**Texto de origem:**
____________________

São Paulo, segunda-feira, 05 de abril de 2004

Texto Anterior | Próximo Texto | Índice

NELSON ASCHER

Seleção natural

Foi o próprio Gustav Wilhelm Friedrich Hegel (1770-1831) quem sugeriu, no começo de século 19, que a leitura ao raiar o dia dos jornais era a prece matinal do homem contemporâneo. Pouco mudou qualitativamente nesses últimos 200 anos: os jornais se multiplicaram, apareceram as publicações semanais ou mensais, o rádio, os noticiários que antecediam os filmes nas salas de cinema e os vespertinos na TV (facultando a muitos comerem algo entre uma telenovela e a seguinte), redes como a CNN que se dedicam ao assunto ininterruptamente e, há mais de dez anos, começou a se consolidar a internet. Mas, sublinhe-se, tudo isso não passa, malgrado seu aspecto de dilúvio ou avalanche, de um fator quantitativo.
Se, para os "junkies" viciados em notícias e comentários, a religiosidade moderna do ato, que hoje consiste não somente em ler, mas também em ouvir, assistir e/ ou navegar, continua em linhas gerais inalterada, o que vem sucedendo é que, de uma situação se não "mono", pelo menos oligoteísta, migramos para um politeísmo caótico. Orar todas as manhãs aos deuses em questão ou interromper o que se esteja fazendo para atender ao chamado do muezim ou almuadem que, do alto de seu minarete high-tech, anuncia "breaking news" são desdobramentos naturais do que dissera o filósofo alemão. Mas quantos deuses podemos seguir simultaneamente antes que nos confinem ao pavilhão dos esquizofrênicos?
A maioria dos leitores parece ter resolvido o problema de forma simples. Ela elege, principalmente de acordo com simpatias ideológicas, um determinado jornal e mantém-se fiel a este, traindo-o ocasionalmente só para obter, sobretudo na TV, imagens mais gráficas de algo recente ou, em crises, olimpíadas e campeonatos de futebol, de modo a se deixar saturar pela cobertura de tais eventos.
Durante os anos 90, porém, o acesso através da web a uma parcela substancial dos mais famosos órgãos noticiosos do mundo se tornou uma tentação capaz de fazer balançar qualquer beato que rezava por uma única e exclusiva cartilha, uma cartilha que, ademais, havia sido não raro herdada dos pais ou do grupo social freqüentado pelo leitor. Que deve, portanto, um fiel fazer agora que os deuses, além de se multiplicarem, buscam a toda hora seduzi-lo?
Durante o processo na França, em 1997, de Maurice Papon, um alto funcionário do governo colaboracionista de Vichy que, virando a casaca na hora certa, aderiu ao gaullismo no final da guerra e prosseguiu depois tranqüila e impunemente sua carreira décadas a fio, o correspondente da revista norte-americana "New Yorker" Adam Gopnik ouviu as lamúrias de um colega holandês. A acreditar neste, se Cristo ressuscitasse em Amsterdã, mesmo se a imprensa local anunciasse com exclusividade o acontecido, o "furo" seria ignorado no restante do planeta.

____________________

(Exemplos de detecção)

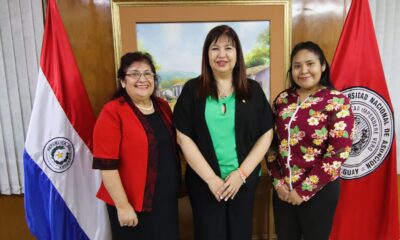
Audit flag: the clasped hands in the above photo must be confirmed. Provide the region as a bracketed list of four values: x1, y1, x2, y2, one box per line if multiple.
[275, 184, 303, 205]
[207, 170, 243, 202]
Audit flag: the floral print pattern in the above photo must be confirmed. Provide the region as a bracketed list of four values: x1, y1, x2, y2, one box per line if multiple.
[267, 88, 354, 201]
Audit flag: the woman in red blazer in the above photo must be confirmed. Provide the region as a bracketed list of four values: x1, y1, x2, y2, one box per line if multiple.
[93, 52, 180, 240]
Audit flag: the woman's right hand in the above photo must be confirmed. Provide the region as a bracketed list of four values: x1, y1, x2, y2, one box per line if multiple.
[275, 184, 289, 202]
[116, 203, 139, 227]
[207, 175, 225, 202]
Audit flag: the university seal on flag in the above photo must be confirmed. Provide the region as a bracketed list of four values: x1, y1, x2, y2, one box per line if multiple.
[43, 137, 75, 173]
[340, 87, 394, 179]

____________________

**O que se pede:** Reproduza fielmente um trecho da coluna sobre a leitura de jornais, começando nas palavras "Durante os anos" e parando depois de "toda hora seduzi-lo?".

**A resposta:**
Durante os anos 90, porém, o acesso através da web a uma parcela substancial dos mais famosos órgãos noticiosos do mundo se tornou uma tentação capaz de fazer balançar qualquer beato que rezava por uma única e exclusiva cartilha, uma cartilha que, ademais, havia sido não raro herdada dos pais ou do grupo social freqüentado pelo leitor. Que deve, portanto, um fiel fazer agora que os deuses, além de se multiplicarem, buscam a toda hora seduzi-lo?